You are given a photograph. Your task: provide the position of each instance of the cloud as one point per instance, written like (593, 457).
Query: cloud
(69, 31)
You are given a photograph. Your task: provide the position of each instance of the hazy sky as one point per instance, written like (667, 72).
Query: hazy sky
++++++++++
Give each line of the data above as a numbered list, leaving out any blank lines.

## Exercise solution
1. You are given a photograph. Your task: provide the position of each instance of the cloud as one point per instance, written like (593, 457).
2. Query: cloud
3. (69, 31)
4. You are given a photograph. Your task: provide the position of each instance of the hazy sky as one point per instance, written like (667, 72).
5. Query: hazy sky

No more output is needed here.